Task directions
Extract the full listing below without altering a single character.

Recorded information
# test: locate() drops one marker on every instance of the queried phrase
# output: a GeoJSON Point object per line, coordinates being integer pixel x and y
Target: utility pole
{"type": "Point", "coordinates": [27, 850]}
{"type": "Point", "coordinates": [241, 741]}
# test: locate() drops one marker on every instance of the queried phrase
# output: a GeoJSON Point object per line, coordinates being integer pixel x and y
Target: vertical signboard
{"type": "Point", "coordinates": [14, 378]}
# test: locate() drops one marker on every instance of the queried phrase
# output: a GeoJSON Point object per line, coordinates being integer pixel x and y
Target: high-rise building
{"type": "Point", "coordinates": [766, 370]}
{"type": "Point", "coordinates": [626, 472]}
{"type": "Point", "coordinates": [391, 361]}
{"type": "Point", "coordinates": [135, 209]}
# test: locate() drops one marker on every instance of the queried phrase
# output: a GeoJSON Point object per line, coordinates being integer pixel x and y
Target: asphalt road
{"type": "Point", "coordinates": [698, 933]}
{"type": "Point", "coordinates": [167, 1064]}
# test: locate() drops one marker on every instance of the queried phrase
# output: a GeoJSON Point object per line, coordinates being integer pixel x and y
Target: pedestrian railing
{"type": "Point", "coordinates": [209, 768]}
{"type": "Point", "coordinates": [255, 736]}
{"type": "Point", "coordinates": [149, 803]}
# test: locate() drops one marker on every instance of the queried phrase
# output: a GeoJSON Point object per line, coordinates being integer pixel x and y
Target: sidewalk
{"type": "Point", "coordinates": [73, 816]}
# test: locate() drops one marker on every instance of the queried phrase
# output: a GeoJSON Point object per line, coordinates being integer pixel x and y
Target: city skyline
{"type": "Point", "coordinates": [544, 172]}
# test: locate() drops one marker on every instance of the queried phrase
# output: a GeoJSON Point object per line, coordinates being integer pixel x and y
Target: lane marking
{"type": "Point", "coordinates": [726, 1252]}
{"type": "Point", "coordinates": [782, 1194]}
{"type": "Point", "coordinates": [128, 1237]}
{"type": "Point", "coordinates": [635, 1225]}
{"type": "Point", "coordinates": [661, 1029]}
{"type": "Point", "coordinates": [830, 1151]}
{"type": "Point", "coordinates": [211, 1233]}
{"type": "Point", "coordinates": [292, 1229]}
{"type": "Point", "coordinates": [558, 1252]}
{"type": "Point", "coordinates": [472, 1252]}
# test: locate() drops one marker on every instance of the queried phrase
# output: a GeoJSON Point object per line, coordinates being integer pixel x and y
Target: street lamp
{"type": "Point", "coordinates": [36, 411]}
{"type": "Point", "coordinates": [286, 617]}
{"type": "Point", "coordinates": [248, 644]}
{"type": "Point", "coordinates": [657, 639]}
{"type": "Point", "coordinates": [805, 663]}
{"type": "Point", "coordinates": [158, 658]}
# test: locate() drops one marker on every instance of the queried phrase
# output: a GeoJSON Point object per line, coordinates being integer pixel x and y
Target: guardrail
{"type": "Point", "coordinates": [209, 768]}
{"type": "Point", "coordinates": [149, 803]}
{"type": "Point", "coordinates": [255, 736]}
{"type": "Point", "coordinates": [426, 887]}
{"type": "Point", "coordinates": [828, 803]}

Solution for this problem
# test: locate() drops one marker on every instance of the queried phrase
# output: a GeoJSON Point object per line, coordinates being integer pixel x and y
Target: utility pole
{"type": "Point", "coordinates": [27, 850]}
{"type": "Point", "coordinates": [241, 741]}
# test: locate() drops one marker on every instance of the queried phrase
# output: a GeoJSON Point object per line, coordinates being integer pixel x and y
Target: vertical signboard
{"type": "Point", "coordinates": [14, 378]}
# test: locate() drops one marker on every instance of the queried phrase
# output: a GeoJSON Point object per line, coordinates being integer pixel x and y
Target: high-rise building
{"type": "Point", "coordinates": [766, 370]}
{"type": "Point", "coordinates": [626, 472]}
{"type": "Point", "coordinates": [391, 361]}
{"type": "Point", "coordinates": [135, 209]}
# test: locate() drops one marker on every instance of the queried phrase
# output: a GeoJSON Point object per line, coordinates being integer pixel x and y
Target: asphalt road
{"type": "Point", "coordinates": [698, 933]}
{"type": "Point", "coordinates": [167, 1064]}
# test: locate() drops one marker on every instance of the queried phrase
# output: a GeoJSON Point object per line, coordinates being integer pixel x and y
Target: pedestrian railing
{"type": "Point", "coordinates": [209, 768]}
{"type": "Point", "coordinates": [255, 736]}
{"type": "Point", "coordinates": [149, 803]}
# test: locate() drops one marker on every instance of the queried phrase
# output: a GeoJSON Point object per line, coordinates being integer pixel x and y
Target: sidewalk
{"type": "Point", "coordinates": [73, 816]}
# test: locate() drops one marker on every instance of the queried phrase
# output: a GeoJSON Point object per line, coordinates being integer pixel x and y
Target: city skyline
{"type": "Point", "coordinates": [544, 172]}
# test: locate() drops one marker on every instance of the queried phrase
# output: a GeoJSON Point object per line, coordinates being integer pixel x and y
Target: lane marking
{"type": "Point", "coordinates": [726, 1252]}
{"type": "Point", "coordinates": [782, 1194]}
{"type": "Point", "coordinates": [128, 1237]}
{"type": "Point", "coordinates": [635, 1225]}
{"type": "Point", "coordinates": [661, 1029]}
{"type": "Point", "coordinates": [830, 1151]}
{"type": "Point", "coordinates": [211, 1233]}
{"type": "Point", "coordinates": [292, 1229]}
{"type": "Point", "coordinates": [558, 1252]}
{"type": "Point", "coordinates": [472, 1252]}
# test: locate() drops one marker on every instance of the queried phrase
# output: a GeoJSON Point object per line, coordinates being integer pixel x and y
Target: street lamp
{"type": "Point", "coordinates": [36, 411]}
{"type": "Point", "coordinates": [286, 617]}
{"type": "Point", "coordinates": [248, 644]}
{"type": "Point", "coordinates": [657, 639]}
{"type": "Point", "coordinates": [805, 663]}
{"type": "Point", "coordinates": [158, 658]}
# test: locate() drops one marker on every instance of the queried phrase
# output: a GeoJSON Point object per line, coordinates being integer pixel x and y
Target: guardrail
{"type": "Point", "coordinates": [209, 768]}
{"type": "Point", "coordinates": [149, 803]}
{"type": "Point", "coordinates": [255, 736]}
{"type": "Point", "coordinates": [426, 887]}
{"type": "Point", "coordinates": [828, 803]}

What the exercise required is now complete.